What you need to do
Output the material below unchanged, apart from leaving out the pictures.

Location identification entries:
------------------------------------------------

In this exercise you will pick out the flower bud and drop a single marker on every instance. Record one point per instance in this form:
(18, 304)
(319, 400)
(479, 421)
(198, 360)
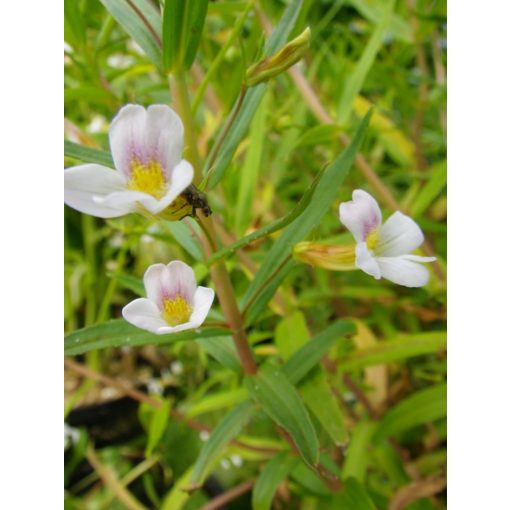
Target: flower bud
(271, 66)
(328, 256)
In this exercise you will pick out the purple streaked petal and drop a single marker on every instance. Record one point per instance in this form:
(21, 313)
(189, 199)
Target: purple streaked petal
(361, 215)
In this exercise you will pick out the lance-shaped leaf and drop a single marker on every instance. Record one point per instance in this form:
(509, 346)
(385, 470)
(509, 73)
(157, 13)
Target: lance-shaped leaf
(281, 401)
(325, 193)
(142, 22)
(228, 428)
(274, 472)
(419, 408)
(238, 127)
(119, 333)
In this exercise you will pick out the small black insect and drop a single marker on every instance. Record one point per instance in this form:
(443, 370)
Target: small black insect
(196, 199)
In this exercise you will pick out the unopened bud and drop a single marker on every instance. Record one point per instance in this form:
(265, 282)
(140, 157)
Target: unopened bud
(335, 257)
(271, 66)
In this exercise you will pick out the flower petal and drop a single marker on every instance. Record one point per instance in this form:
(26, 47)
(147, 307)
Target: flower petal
(182, 176)
(399, 235)
(127, 137)
(165, 330)
(181, 281)
(87, 186)
(155, 279)
(202, 302)
(143, 313)
(164, 136)
(361, 216)
(405, 270)
(366, 261)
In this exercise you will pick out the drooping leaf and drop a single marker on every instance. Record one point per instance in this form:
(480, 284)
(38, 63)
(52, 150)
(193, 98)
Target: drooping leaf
(385, 352)
(281, 401)
(271, 476)
(239, 126)
(139, 20)
(325, 193)
(353, 496)
(228, 428)
(119, 333)
(87, 154)
(420, 407)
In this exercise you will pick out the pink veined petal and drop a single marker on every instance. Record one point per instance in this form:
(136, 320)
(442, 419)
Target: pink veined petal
(366, 261)
(165, 330)
(164, 137)
(143, 313)
(399, 235)
(181, 178)
(361, 215)
(129, 200)
(404, 271)
(127, 137)
(155, 279)
(202, 302)
(87, 186)
(181, 281)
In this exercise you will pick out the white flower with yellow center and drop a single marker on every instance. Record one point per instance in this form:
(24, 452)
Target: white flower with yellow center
(173, 303)
(383, 250)
(146, 146)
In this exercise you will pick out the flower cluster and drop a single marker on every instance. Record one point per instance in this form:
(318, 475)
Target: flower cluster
(150, 175)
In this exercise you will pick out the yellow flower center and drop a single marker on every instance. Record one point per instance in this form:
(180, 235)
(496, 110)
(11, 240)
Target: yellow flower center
(372, 239)
(176, 311)
(148, 178)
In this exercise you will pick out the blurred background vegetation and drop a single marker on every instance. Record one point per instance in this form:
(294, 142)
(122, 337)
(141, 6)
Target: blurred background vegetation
(124, 447)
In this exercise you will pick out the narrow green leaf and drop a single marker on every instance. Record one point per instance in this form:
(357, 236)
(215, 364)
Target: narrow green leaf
(185, 238)
(324, 194)
(157, 426)
(222, 350)
(373, 11)
(357, 454)
(250, 170)
(270, 228)
(281, 401)
(303, 360)
(217, 401)
(174, 13)
(292, 339)
(118, 333)
(228, 428)
(419, 408)
(138, 25)
(357, 77)
(195, 19)
(250, 104)
(431, 190)
(259, 304)
(388, 351)
(87, 154)
(74, 18)
(271, 476)
(353, 497)
(130, 282)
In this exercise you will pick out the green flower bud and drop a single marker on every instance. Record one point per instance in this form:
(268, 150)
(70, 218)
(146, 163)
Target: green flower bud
(272, 66)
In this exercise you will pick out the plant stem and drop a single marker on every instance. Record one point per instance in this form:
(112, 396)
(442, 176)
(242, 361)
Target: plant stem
(219, 272)
(181, 98)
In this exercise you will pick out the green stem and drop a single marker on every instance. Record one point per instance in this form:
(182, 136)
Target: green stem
(219, 272)
(181, 97)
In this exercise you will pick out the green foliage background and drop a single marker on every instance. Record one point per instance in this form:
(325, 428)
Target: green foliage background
(371, 400)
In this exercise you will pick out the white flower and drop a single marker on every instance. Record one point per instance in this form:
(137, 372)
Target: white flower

------------------------------------------------

Exercise solution
In this exercise you will pick out the flower bud and drop a single marker on every instance. Record one point per instance in this form:
(18, 304)
(319, 400)
(479, 421)
(198, 360)
Target: flower bud
(271, 66)
(328, 256)
In this exercise you will pick out the purple streaked petal and drop a single marker on every instance. Record one point per instance in this form:
(21, 313)
(189, 199)
Target: purple streaked petal
(361, 215)
In this exercise you will pick out the lance-shaped leaf and drop a single marker on every instance. Record one point per instance in this form:
(509, 346)
(385, 470)
(509, 73)
(157, 13)
Target: lance-shaped leaf
(281, 401)
(325, 193)
(142, 22)
(228, 428)
(274, 472)
(419, 408)
(238, 127)
(119, 333)
In this exercise you will pick out the small black insect and drop a single marker on every instance. Record one point per instance in this form:
(443, 370)
Target: small black insect
(196, 199)
In this exercise you will pick out the unopened bud and drop a single marker on every instance. Record one point per instance in this form:
(265, 282)
(140, 157)
Target: unopened bud
(335, 257)
(271, 66)
In this exercise you will pick out the flower petal and drop a single marker on every instance. Record one point per instance in this form:
(26, 47)
(147, 307)
Target: flower petal
(182, 176)
(399, 235)
(127, 137)
(165, 330)
(181, 281)
(87, 186)
(155, 279)
(202, 302)
(143, 313)
(164, 136)
(361, 216)
(405, 270)
(366, 261)
In this exercise you will pick out the drooping leaf and drop a single marker on every instance. Record one point per instance in this form:
(480, 284)
(38, 63)
(52, 150)
(193, 98)
Target: drooping leaf
(385, 352)
(281, 401)
(271, 476)
(239, 126)
(139, 20)
(325, 193)
(353, 496)
(228, 428)
(119, 333)
(87, 154)
(420, 407)
In this exercise you will pick out the pink veined petal and drop a single marker on every instance. Record one point per instance in this form:
(136, 320)
(442, 419)
Target: pink veined petal
(366, 261)
(165, 330)
(164, 137)
(143, 313)
(399, 235)
(181, 178)
(361, 215)
(129, 200)
(404, 271)
(127, 137)
(155, 279)
(202, 302)
(87, 186)
(181, 281)
In this exercise you will pick out the white flower with yellow center and drop a single marker on every instance. Record one point per instance in this form:
(24, 452)
Target: white flower with yellow center
(173, 303)
(383, 250)
(146, 146)
In this exercise you will pick out the flower cluster and drop a single marker on every instance. Record one point per instance in this form:
(318, 475)
Target: flower cluster
(150, 175)
In this exercise you will pick out the yellow flower center and drop a single marker on every instance. Record one point per instance in this form:
(180, 235)
(496, 110)
(11, 240)
Target: yellow flower center
(372, 239)
(176, 311)
(148, 178)
In this exercise you will pick out the blurred background vegetation and drop a single marker on every instance. Record one point per instance in this form:
(294, 142)
(122, 337)
(141, 6)
Target: blurred background vegetation
(124, 447)
In this exercise you will pick out the narrow green leaf and drop a single marker on every instance. Record one point per instance in this form:
(357, 236)
(215, 364)
Target: narrow green leaf
(185, 238)
(324, 194)
(157, 426)
(222, 350)
(373, 11)
(357, 454)
(250, 170)
(270, 228)
(281, 401)
(303, 360)
(217, 401)
(174, 13)
(292, 339)
(118, 333)
(228, 428)
(419, 408)
(138, 25)
(357, 77)
(195, 19)
(250, 104)
(431, 190)
(259, 304)
(388, 351)
(87, 154)
(74, 18)
(271, 476)
(353, 497)
(130, 282)
In this exercise you will pick out the green flower bud and drop a single marker on every instance. Record one point per instance in this form:
(268, 150)
(70, 218)
(146, 163)
Target: green flower bud
(272, 66)
In this exercise you will pick out the plant stem and drop a single marker on every instance. Record one point per instance in this form:
(112, 396)
(442, 176)
(242, 361)
Target: plant stem
(219, 272)
(181, 98)
In this exercise you will pick out the green stem and drop a single marker on every instance. Record one point per instance in this form:
(182, 136)
Target: green stem
(219, 272)
(181, 97)
In this exercise you will pick out the green foliage background and drop a single marker on every instance. Record one point per instance in this form:
(325, 428)
Target: green foliage background
(371, 400)
In this exercise you will pick out the white flower and drop a single marker on every instance. Record one point per instance in this form:
(137, 372)
Target: white flower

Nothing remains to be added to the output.